(Region annotation entries)
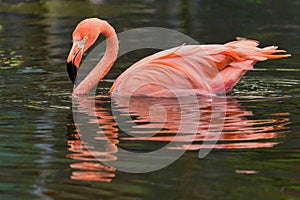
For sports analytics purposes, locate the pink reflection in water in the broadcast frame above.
[67,97,290,182]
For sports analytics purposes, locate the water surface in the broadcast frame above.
[0,0,300,199]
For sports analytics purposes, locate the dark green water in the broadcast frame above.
[0,0,300,199]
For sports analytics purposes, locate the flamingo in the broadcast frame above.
[67,18,291,97]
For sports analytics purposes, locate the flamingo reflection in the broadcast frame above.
[68,96,290,182]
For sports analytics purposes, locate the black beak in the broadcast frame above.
[67,61,77,84]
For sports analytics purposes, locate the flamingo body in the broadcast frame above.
[67,18,290,97]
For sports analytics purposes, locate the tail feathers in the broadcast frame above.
[225,40,291,61]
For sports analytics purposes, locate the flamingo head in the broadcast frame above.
[67,18,100,84]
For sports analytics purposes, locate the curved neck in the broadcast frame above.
[73,20,119,95]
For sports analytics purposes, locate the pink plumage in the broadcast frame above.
[67,18,290,97]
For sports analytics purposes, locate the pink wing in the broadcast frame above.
[110,40,290,97]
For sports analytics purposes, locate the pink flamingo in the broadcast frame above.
[67,18,291,97]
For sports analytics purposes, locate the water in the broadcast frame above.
[0,0,300,199]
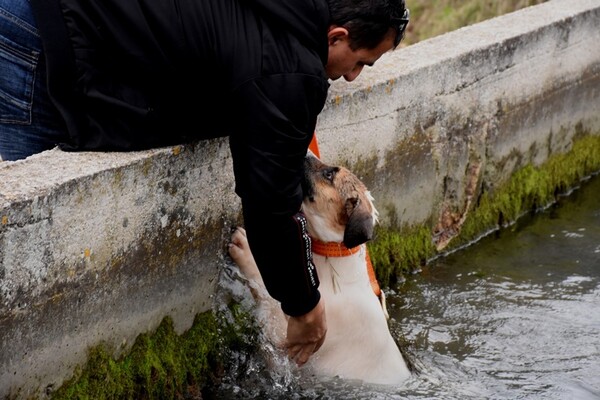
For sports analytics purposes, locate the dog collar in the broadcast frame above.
[311,238,360,257]
[310,238,387,300]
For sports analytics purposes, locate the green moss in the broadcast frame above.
[369,133,600,286]
[52,306,258,399]
[368,226,435,286]
[450,135,600,248]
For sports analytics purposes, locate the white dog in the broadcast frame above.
[229,155,410,384]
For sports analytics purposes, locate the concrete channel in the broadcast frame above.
[0,0,600,398]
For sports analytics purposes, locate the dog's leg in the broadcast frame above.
[229,227,264,286]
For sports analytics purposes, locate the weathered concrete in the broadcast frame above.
[0,0,600,398]
[318,0,600,247]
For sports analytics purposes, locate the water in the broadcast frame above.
[207,176,600,400]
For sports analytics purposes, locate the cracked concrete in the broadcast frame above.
[0,0,600,398]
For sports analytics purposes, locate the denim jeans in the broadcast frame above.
[0,0,67,161]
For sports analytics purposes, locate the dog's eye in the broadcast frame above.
[323,168,339,183]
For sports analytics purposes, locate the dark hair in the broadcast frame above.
[327,0,408,50]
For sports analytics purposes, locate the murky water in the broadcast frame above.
[212,176,600,399]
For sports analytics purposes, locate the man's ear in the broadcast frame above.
[327,25,349,46]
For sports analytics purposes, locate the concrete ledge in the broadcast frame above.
[317,0,600,231]
[0,0,600,398]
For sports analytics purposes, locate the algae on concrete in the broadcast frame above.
[50,304,258,400]
[368,132,600,287]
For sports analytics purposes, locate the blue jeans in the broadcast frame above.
[0,0,67,161]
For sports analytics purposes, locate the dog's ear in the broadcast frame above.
[344,198,373,249]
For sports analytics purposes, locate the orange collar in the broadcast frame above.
[311,238,360,257]
[311,238,387,296]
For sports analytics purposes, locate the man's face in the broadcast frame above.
[325,27,395,82]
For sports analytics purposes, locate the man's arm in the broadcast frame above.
[230,75,326,364]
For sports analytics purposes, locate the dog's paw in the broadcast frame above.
[228,227,258,279]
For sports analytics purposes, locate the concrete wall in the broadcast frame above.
[0,0,600,398]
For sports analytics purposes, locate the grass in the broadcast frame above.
[403,0,546,46]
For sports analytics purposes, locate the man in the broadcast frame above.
[0,0,408,364]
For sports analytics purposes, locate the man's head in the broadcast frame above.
[326,0,409,81]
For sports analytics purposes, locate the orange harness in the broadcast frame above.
[308,132,389,319]
[311,238,381,297]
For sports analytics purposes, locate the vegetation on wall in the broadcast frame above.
[369,134,600,286]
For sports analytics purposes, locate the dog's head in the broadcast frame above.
[302,155,377,248]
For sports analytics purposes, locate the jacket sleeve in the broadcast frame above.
[230,74,326,316]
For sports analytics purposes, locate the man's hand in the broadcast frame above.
[285,298,327,366]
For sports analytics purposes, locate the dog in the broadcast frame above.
[229,153,410,385]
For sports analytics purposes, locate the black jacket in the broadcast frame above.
[31,0,329,315]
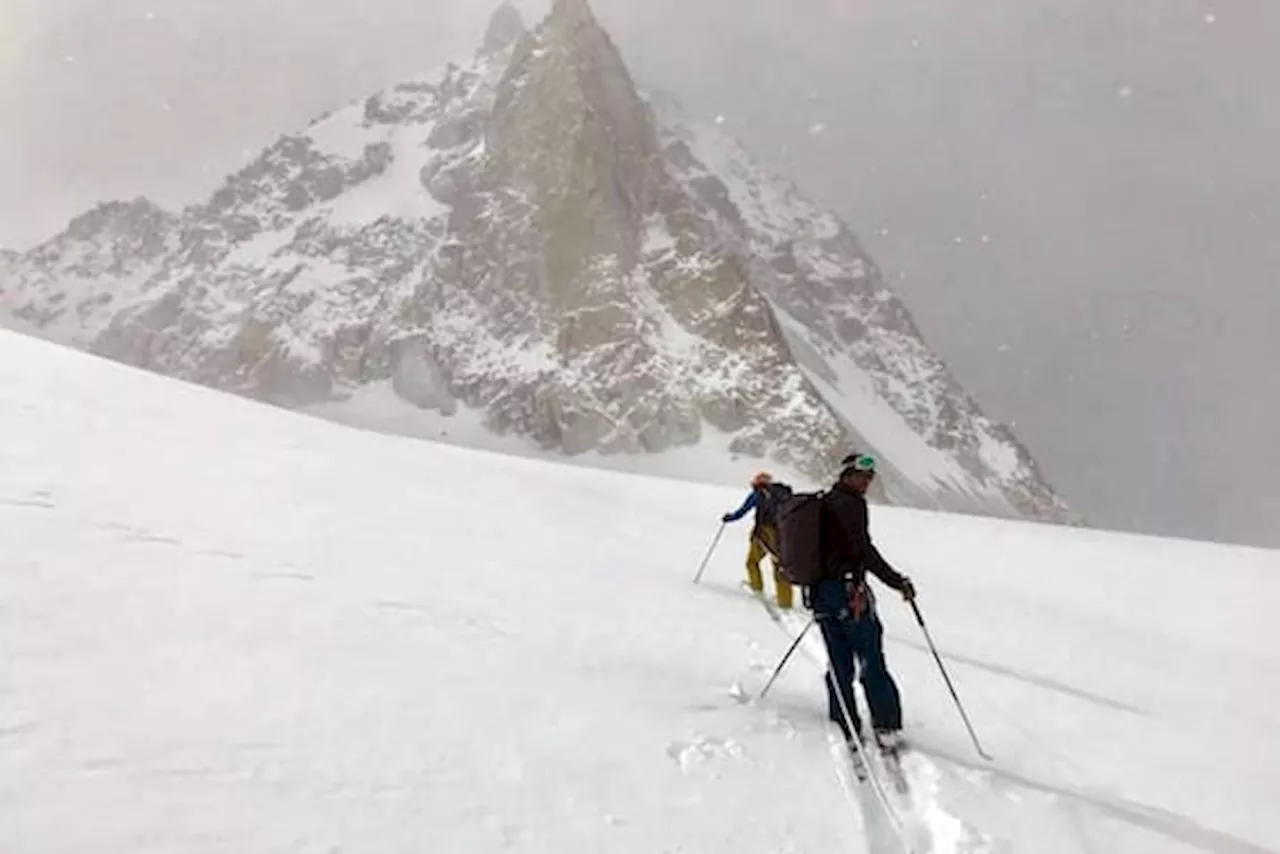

Problem: Express the lines above as a numbered list, omitting the blank lines and leaving out the pictures.

Written response:
1. For sports analytics purposes, locate the pink reflection in water in the broadcast frame above.
2. [67,97,290,182]
3. For sports analytics purposes, locate the water surface in the broadcast frame above.
4. [0,0,300,199]
5. For sports analytics purposes, locate the dark green water in the broadcast frame above.
6. [0,0,300,199]
7. For sports analytics purposes, locate the flamingo in the broadcast frame above.
8. [67,18,291,97]
9. For sports analytics purposes, locate the flamingo reflection in the broadcast frame above.
10. [68,96,290,182]
11. For sports analytics purposes, locate the black beak in the broadcast frame above.
12. [67,61,77,84]
13. For sports analytics purposes, locate the flamingo body in the broadcast frame above.
14. [67,18,290,97]
15. For sports analytics purposes, locate the tail feathers in the broadcast frame above.
16. [225,40,291,61]
17. For sports analytics purposes, locate the flamingo head in the broadcast frame above.
18. [67,18,100,84]
19. For sports analytics purposes, locate the curved neck in the broadcast frame above.
20. [73,20,119,95]
21. For sports analytics purposes, locate the pink plumage in the broadcast frame above.
22. [67,18,290,97]
23. For sports analytics purposes, locate the pink wing in the broadcast frame above.
24. [110,40,290,97]
25. For sports analytics purposes, locate the pink flamingo in the broadcast frame above.
26. [67,18,291,97]
27. For sports analytics purposes, locate the water in the broadcast frame above.
28. [0,0,300,199]
29. For sports analytics purposes, locate the dog collar in the broadcast frame above.
30. [311,238,360,257]
31. [310,238,387,300]
32. For sports analytics purposes, locate the green moss in the broadcast frame above.
33. [369,133,600,286]
34. [52,306,258,399]
35. [368,226,435,286]
36. [450,135,600,248]
37. For sports analytics purposes, locate the white dog in the broadcast frame above.
38. [229,155,410,384]
39. For sports analytics purposes, locate the concrete channel in the broadcast frame above.
40. [0,0,600,398]
41. For sports analytics purposes, locate the dog's leg in the broadcast frame above.
42. [229,227,264,286]
43. For sports analytics purposes, locate the weathered concrete in the broadcast frame above.
44. [0,0,600,398]
45. [318,0,600,247]
46. For sports analytics purposes, locate the water in the broadcast frame above.
47. [207,176,600,400]
48. For sports analytics purposes, locate the cracked concrete in the broadcast frame above.
49. [0,0,600,398]
50. For sports analytics purposes, locate the denim jeans in the broadcast frame above.
51. [0,0,67,161]
52. For sports analytics purposes, locate the dog's eye in the broadcast frame above.
53. [323,168,339,183]
54. For sports analytics purposes, locate the dark hair in the broadcast frame above.
55. [327,0,408,50]
56. For sports analytics purposes, locate the murky water in the broadcast frame above.
57. [212,176,600,399]
58. For sports analytics purposes, locate the man's ear in the broadcast frame above.
59. [327,25,349,46]
60. For sports analytics purposes, locate the concrete ledge in the broadcast frame above.
61. [317,0,600,231]
62. [0,0,600,398]
63. For sports analytics purposes, locate the algae on concrete in the broadcast frame above.
64. [50,304,258,400]
65. [368,132,600,287]
66. For sports analytics purposes, locate the blue jeans in the broadcast frame above.
67. [0,0,67,161]
68. For sports analytics purposes, locate the dog's ear in the broadcast frame above.
69. [344,198,373,249]
70. For sports analytics purposes, locate the orange collar in the broadcast frame above.
71. [311,238,360,257]
72. [311,238,387,296]
73. For sports analytics purposes, locate the man's face in the broadcast frame above.
74. [325,27,395,82]
75. For sports analytics purposes, locate the man's arm in the broadcast frame above.
76. [230,75,326,364]
77. For sports analytics purposes, locate the dog's paw in the broadcast frame above.
78. [228,227,258,279]
79. For sports analytics purposes, locate the concrete wall in the broadcast frame above.
80. [0,0,600,398]
81. For sports analytics purposes, locate the grass in the broadcast frame above.
82. [403,0,546,46]
83. For sports analytics purposes, locate the man in the broadcast frame above.
84. [0,0,408,364]
85. For sports analytics purposes, locate the man's head in the broadcast frame above.
86. [326,0,409,81]
87. For sports analytics purposes, locate the orange harness in the broadcast frame above.
88. [308,132,389,319]
89. [311,238,381,297]
90. For sports analytics purposes, locate the vegetation on wall in the broadcast frame above.
91. [369,134,600,286]
92. For sports analytics purposes, locate the dog's head in the broadcast frame above.
93. [302,155,377,248]
94. For sports analytics purposes, locate the jacket sleeve in the broadcast frame above.
95. [230,74,326,316]
96. For sports analytics purposes, locate the man's hand in the broadcast frame above.
97. [285,298,327,366]
98. For sports analytics purposes, locate the dog in the broadcast frame above.
99. [229,153,410,385]
100. For sports analytics purposes, locate the black jacket in the broadcast frame above.
101. [31,0,329,315]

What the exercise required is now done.